WORK INSTRUCTIONS — Match the word "written". Return each line of the data below where it appears.

Stored items
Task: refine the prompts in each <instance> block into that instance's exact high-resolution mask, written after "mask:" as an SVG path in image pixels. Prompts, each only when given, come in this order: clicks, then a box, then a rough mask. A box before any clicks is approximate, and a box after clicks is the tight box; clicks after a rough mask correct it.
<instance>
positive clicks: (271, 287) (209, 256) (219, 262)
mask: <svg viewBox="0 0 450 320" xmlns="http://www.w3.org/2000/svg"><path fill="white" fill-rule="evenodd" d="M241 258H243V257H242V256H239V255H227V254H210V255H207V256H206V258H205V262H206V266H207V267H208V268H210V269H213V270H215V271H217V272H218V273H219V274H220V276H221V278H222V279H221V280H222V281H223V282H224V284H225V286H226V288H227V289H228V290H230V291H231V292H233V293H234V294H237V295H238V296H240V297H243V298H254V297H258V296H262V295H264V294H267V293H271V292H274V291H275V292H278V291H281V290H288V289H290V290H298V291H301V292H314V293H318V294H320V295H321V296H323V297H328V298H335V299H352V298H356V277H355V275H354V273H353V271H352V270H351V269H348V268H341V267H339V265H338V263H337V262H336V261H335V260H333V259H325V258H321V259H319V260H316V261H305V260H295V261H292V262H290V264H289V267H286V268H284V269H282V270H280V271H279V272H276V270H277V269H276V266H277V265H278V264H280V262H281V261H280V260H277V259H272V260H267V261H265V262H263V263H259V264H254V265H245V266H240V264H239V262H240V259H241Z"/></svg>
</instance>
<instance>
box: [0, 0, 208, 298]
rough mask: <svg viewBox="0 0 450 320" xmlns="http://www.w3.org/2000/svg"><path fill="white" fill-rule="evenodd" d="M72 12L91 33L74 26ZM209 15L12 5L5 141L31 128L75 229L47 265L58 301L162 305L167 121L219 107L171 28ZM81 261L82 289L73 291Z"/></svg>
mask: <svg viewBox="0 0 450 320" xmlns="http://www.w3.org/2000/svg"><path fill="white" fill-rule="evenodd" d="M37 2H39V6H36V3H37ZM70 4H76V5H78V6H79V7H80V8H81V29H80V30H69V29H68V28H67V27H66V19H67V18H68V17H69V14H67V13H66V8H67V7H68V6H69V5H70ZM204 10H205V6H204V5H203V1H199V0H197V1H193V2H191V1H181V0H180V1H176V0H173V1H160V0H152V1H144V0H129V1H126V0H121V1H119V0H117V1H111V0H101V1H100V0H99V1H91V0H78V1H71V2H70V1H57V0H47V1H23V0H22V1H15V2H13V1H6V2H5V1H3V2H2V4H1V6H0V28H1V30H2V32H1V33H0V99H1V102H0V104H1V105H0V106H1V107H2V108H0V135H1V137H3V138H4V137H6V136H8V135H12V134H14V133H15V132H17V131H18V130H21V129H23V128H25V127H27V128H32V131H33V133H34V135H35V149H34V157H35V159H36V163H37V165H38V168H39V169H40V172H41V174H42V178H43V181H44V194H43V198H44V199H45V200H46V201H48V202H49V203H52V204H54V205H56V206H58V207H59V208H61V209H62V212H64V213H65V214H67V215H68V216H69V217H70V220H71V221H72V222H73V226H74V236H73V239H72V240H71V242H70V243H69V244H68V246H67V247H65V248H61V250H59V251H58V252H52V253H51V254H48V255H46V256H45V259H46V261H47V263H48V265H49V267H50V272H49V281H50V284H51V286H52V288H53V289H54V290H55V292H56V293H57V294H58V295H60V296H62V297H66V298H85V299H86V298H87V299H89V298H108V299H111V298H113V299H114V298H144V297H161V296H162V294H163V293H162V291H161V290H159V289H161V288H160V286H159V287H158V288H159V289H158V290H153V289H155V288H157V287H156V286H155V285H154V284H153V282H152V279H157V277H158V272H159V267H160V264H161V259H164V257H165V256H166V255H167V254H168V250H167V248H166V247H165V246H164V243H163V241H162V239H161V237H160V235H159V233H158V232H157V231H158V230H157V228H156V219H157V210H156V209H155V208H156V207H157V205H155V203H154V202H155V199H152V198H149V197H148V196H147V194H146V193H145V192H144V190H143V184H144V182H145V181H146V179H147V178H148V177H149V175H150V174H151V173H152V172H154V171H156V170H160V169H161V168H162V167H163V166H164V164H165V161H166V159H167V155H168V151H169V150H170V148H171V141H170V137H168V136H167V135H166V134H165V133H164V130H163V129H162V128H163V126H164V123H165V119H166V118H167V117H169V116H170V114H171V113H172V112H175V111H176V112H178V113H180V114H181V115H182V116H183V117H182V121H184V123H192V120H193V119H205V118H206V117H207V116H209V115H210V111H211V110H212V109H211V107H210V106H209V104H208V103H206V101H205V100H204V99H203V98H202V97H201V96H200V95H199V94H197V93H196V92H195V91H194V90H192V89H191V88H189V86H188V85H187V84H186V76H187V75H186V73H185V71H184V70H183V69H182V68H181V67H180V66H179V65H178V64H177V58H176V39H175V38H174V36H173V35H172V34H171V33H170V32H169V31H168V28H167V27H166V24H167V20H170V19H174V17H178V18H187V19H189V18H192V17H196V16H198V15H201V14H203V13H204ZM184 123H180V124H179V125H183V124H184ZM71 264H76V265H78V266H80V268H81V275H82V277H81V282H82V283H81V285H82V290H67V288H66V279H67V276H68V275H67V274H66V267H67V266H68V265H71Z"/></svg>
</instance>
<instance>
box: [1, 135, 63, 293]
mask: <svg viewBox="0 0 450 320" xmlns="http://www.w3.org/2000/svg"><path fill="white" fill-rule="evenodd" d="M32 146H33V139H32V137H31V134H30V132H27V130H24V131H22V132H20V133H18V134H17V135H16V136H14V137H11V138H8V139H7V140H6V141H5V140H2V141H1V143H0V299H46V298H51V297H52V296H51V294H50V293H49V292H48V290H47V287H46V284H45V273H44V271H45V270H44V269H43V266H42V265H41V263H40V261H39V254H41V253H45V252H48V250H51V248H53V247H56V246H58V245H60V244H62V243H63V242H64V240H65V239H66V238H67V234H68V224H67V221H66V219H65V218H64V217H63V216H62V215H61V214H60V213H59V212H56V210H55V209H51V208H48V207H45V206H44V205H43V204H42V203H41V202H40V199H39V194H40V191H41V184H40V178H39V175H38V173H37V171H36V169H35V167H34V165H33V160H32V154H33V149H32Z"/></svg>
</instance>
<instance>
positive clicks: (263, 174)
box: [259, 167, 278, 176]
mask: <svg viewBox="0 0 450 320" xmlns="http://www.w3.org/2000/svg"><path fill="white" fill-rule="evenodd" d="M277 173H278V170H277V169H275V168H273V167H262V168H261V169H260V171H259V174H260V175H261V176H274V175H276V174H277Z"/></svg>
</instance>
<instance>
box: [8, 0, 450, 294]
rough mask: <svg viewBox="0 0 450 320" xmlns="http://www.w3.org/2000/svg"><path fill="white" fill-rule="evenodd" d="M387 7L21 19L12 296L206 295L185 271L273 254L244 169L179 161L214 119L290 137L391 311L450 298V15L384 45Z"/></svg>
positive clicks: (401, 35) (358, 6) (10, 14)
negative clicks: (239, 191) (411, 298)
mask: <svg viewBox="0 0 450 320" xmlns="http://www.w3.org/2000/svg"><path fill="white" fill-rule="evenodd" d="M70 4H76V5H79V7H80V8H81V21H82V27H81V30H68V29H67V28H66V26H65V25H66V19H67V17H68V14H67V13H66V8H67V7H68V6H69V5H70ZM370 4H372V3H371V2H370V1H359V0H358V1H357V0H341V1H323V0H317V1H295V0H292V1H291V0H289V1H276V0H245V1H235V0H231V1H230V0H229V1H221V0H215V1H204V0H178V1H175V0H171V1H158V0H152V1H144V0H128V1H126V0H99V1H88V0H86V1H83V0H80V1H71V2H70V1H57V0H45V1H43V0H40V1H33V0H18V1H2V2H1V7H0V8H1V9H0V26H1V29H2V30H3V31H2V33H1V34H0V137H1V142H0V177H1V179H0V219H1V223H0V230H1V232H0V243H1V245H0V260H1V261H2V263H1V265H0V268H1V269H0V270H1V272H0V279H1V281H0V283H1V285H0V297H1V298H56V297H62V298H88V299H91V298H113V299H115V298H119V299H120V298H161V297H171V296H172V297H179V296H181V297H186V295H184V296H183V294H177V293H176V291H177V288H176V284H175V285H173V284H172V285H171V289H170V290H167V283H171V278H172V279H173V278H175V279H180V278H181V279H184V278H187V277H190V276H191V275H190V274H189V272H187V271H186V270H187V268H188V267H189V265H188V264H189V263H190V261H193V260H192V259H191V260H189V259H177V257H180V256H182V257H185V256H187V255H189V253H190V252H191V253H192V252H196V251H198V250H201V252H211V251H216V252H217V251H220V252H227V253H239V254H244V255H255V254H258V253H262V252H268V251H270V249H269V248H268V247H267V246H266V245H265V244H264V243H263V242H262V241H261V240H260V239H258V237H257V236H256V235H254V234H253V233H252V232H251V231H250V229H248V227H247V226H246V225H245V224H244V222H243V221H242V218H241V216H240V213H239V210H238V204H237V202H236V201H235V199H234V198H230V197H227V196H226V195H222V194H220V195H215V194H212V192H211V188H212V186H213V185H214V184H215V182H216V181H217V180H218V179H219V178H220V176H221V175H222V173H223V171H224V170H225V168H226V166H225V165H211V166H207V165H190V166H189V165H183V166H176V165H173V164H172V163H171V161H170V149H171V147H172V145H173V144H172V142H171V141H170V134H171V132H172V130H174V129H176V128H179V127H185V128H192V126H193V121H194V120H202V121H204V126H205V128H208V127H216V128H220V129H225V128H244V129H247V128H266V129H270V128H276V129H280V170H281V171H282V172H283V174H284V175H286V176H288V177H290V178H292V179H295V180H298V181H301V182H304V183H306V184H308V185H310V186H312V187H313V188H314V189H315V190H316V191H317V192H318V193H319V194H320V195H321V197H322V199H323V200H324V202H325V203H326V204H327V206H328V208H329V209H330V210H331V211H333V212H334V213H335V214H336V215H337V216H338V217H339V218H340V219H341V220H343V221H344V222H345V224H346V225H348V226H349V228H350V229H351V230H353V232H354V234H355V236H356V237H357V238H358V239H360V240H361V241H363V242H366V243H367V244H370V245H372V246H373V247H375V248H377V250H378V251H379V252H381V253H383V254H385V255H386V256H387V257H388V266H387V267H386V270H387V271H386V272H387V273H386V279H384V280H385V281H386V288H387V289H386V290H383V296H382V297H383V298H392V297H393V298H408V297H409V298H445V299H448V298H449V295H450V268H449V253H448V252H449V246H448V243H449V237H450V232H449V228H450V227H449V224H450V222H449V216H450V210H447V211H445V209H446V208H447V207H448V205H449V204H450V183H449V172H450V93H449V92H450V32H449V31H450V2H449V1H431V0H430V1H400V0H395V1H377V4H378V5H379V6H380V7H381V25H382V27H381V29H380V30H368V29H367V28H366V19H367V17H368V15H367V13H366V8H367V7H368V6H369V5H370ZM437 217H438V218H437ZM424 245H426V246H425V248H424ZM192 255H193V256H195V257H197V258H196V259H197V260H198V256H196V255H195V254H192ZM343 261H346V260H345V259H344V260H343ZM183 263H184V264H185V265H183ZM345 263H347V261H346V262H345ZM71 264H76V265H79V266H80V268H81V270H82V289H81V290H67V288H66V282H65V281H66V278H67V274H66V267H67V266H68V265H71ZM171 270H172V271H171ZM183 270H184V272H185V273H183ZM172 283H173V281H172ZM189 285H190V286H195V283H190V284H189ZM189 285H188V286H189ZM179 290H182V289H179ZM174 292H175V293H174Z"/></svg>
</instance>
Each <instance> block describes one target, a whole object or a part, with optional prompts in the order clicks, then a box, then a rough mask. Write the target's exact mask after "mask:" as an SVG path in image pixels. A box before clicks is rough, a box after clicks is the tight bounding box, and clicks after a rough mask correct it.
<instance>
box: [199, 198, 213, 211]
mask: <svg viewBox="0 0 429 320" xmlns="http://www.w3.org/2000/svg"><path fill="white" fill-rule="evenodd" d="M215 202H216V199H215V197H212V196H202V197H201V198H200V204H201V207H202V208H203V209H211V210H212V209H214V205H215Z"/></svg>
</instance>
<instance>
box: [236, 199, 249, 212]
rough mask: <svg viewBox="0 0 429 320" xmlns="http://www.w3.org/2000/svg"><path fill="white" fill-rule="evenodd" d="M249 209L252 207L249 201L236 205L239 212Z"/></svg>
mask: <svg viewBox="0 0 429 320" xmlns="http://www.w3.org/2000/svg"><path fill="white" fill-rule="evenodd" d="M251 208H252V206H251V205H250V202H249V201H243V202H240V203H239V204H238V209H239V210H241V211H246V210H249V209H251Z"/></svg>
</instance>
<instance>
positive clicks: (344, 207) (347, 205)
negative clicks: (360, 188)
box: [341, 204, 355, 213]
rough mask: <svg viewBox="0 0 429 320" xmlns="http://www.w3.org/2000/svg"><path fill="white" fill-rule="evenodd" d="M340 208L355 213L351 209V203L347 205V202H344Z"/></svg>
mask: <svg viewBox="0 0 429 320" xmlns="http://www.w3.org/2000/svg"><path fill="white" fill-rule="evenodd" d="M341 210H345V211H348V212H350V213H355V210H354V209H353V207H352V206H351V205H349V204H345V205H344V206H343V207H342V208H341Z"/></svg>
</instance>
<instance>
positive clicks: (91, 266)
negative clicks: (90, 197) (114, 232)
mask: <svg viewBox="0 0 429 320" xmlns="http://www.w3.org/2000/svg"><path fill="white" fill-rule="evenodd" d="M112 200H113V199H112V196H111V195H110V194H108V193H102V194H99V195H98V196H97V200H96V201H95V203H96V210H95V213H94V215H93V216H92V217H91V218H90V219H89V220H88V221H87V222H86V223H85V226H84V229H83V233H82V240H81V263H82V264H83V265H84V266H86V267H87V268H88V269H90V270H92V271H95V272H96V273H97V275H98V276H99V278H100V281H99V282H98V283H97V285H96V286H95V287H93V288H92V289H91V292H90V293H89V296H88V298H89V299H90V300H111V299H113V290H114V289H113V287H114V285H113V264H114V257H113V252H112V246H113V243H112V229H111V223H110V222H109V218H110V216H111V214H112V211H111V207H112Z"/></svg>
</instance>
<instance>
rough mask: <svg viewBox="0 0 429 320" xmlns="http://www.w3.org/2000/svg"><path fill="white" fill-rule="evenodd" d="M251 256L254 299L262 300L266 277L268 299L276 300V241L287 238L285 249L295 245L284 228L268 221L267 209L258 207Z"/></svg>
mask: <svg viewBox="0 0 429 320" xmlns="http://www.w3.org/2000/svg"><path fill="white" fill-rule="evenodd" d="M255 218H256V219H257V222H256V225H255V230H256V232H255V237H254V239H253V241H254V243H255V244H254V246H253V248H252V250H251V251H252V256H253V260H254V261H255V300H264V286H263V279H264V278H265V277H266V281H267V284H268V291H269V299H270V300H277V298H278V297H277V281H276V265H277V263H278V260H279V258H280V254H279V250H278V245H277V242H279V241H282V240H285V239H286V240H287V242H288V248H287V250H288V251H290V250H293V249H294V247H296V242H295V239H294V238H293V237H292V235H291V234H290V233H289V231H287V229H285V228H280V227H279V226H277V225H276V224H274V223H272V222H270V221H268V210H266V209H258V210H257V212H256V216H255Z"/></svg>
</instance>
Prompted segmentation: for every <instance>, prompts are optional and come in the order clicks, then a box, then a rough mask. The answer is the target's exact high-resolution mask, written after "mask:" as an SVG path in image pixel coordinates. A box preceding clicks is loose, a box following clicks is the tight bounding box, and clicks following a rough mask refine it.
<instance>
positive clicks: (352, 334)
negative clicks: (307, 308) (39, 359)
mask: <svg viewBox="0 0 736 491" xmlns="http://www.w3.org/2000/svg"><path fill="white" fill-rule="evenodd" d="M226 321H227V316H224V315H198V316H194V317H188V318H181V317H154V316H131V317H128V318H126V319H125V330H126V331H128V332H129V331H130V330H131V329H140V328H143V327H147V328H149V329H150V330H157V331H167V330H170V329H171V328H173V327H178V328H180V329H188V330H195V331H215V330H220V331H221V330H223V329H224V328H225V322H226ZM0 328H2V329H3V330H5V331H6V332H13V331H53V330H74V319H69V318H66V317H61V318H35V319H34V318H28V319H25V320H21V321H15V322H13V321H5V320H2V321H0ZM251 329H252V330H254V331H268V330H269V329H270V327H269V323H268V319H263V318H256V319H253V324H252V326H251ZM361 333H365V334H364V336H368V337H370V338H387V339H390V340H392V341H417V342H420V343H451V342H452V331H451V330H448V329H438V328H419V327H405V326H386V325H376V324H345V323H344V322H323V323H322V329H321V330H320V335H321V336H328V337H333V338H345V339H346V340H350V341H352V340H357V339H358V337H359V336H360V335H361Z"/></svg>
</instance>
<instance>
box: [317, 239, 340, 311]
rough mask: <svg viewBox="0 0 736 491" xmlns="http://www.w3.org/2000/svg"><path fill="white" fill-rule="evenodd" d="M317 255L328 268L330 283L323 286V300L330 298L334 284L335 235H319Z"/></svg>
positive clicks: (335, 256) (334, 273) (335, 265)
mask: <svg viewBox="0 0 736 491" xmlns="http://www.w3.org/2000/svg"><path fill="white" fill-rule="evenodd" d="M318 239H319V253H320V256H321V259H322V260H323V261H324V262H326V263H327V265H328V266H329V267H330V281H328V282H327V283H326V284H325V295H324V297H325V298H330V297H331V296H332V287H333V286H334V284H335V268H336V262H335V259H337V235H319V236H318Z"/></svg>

THE ANSWER —
Task: refine the prompts in each <instance> block into that instance's exact high-resolution mask, written after "mask:" as an SVG path in image pixels. Prompts, each only when given, come in this order: clicks, then a box, then a rough mask. A box before any clicks is approximate, and a box after clicks is the tight box; clicks after a rough mask correct it.
Prompted segmentation: for every <instance>, prompts are optional and come in the order clicks, then a box, then a rough mask. The answer is the target's exact high-resolution mask, written after "mask:" as an SVG path in image pixel coordinates. A box preceding clicks is loose, a box following clicks is the tight bounding box, and clicks following a rough mask refine it.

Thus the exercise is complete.